Goal of the exercise: Rewrite the records below, replacing every "front headlight" with "headlamp" and keeping all other text the same.

Listed records:
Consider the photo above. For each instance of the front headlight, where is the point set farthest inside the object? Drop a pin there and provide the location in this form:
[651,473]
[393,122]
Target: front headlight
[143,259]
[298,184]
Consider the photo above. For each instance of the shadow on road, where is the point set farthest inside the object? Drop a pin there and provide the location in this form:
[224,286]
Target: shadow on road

Output of the exercise:
Consider the photo above. For each instance of the headlamp, where is the point set farthest inside the object? Drop a pin there and provide the location in this form:
[651,473]
[393,122]
Target: headlamp
[143,259]
[298,184]
Consider the photo above. For each instance of the shadow on road, where is the point set farthest inside the object? Drop a pin there and provide the location in this form:
[224,286]
Target: shadow on road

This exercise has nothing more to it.